======== Rows

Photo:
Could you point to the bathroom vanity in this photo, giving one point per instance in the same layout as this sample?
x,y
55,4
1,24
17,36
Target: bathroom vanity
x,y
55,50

================

Which lines in the data above contain the string "bathroom"? Pick out each of them and copy it in full, treating uppercase and lowercase as different.

- _Solution to this task_
Could you point to the bathroom vanity in this photo, giving one point per instance in the same layout as this sample?
Target: bathroom vanity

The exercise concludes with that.